BEGIN Document excerpt

Speaker 2 This podcast was produced on the lands of the Wabakal and Gadigal people.
Speaker 2 There were few more effective pieces of government propaganda in the 1990s than this.
Speaker 6 Leaving the tap running when you clean your teeth wastes up to five litres of water.
Speaker 2 If you're a student at Sacred Heart Primary School in Brisbane in the early 90s, you might remember a strange visit from the Queensland Premier Wayne Wayne Goss and an anthropomorphic water drop.
Speaker 8 The Waterwise program has been running since 1992, but today the Premier refreshed it by launching a pointy-headed drip named Mr Wizzy.
Speaker 2 The Premier was there to deputise the children as junior spies.
Speaker 10 I want you to be my water police to make sure not just you, but your brothers and sisters and your parents turn off the tap while they're brushing their teeth.
Speaker 2 I'd be surprised if you could find a 90s kid anywhere in Australia who leaves the tap on while brushing their teeth.
Speaker 2 This particular act of water conservation is very heavily ingrained in the national psyche, and so are various methods of saving electricity.
Speaker 12 Finding simple ways to reduce the amount of power we use, such as turning appliances off at the wall, can make a big difference.
Speaker 2 We've all been spending years trying to do the right thing, and now it kind of feels like the big tech companies are throwing it all out the window to power the AI boom.
Speaker 13 A data center compass like this can consume as much power and water as an entire city.
Speaker 4 20% of the water in this dam is consumed over the course of one year by ChatGPT alone.
Speaker 2 The industry is getting quite large now.
Speaker 2 In the second half of 2025, the tech sector is responsible for a third of the value of the S ⁇ P 500 index, something that hasn't happened since the dot-com bubble burst 25 years ago.
Speaker 3 Wall Street has been caught up in AI mania as investors bet on the promise of new products.
Speaker 14 In 2024, 1.25 trillion US dollars was spent building out the infrastructure for AI, including buying chips, building data centers and the power plants to cool those data centers.
Speaker 2 So I want to get a sense of the scale of the resources used by all these things.
Speaker 2 When we use generative AI, something like ChatGPT, is it like leaving the tap on while we're brushing our teeth, or is it more like running an air conditioner on full blast with all the windows open?
Speaker 2 Or is it even worse? And with the market betting on AI to keep growing in size for years to come, is any of this sustainable? I'm Matt Bevan, and this is If You're Listening.
Speaker 2 Okay,
Speaker 2 to talk about this properly, you've got to understand how generative AI and neural networks function. This stuff is obviously complicated.
Speaker 2 The people who truly understand these things are paid literally hundreds of millions of dollars these days, which is why we invented metaphors.
Speaker 2 Think about a computer like this show. You might think this is how I sound naturally, but when I record, it actually sounds like this.
Speaker 15 So this is raw audio, which is exported and sent to our producer Adair who does a lot of tasks in succession to get me sounding schmick.
Speaker 15 First she cleans up the background noise.
Speaker 2 Despite these walls being pretty thick they're not thick enough to fully block out the sound of my kids.
Speaker 2 Then the audio is levelled and normalized which basically evens out all the loud and quiet parts. Next up are EQ and compression which make me sound like this and then of course there's the music.

END Document excerpt
BEGIN Supplied information

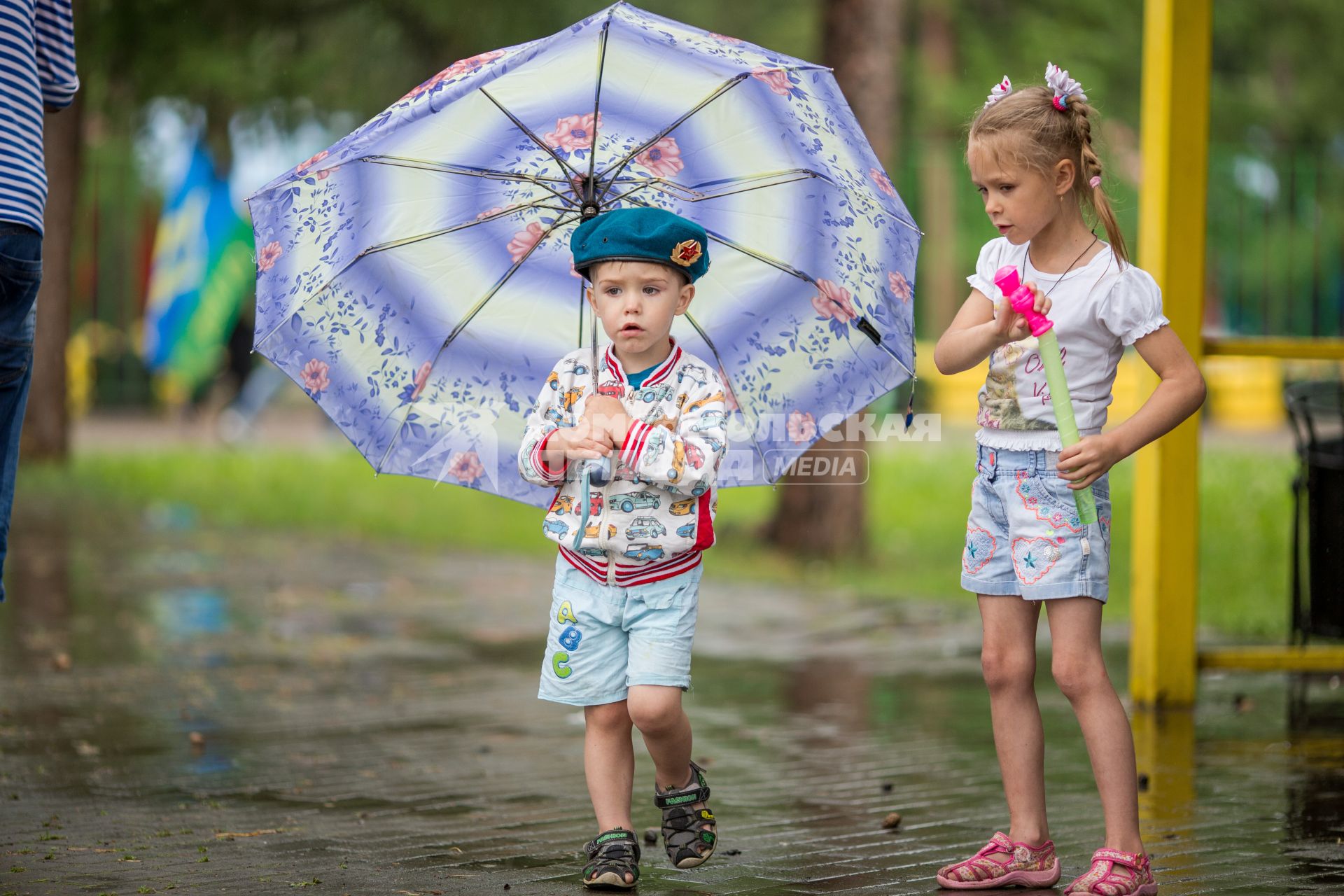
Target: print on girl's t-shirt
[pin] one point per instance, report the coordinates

END Supplied information

*What you are asked to do*:
Retype the podcast transcript from "Speaker 2 Then" to "there's the music.". The material comes from a separate source, unrelated to the podcast transcript.

*Output of the exercise*:
Speaker 2 Then the audio is levelled and normalized which basically evens out all the loud and quiet parts. Next up are EQ and compression which make me sound like this and then of course there's the music.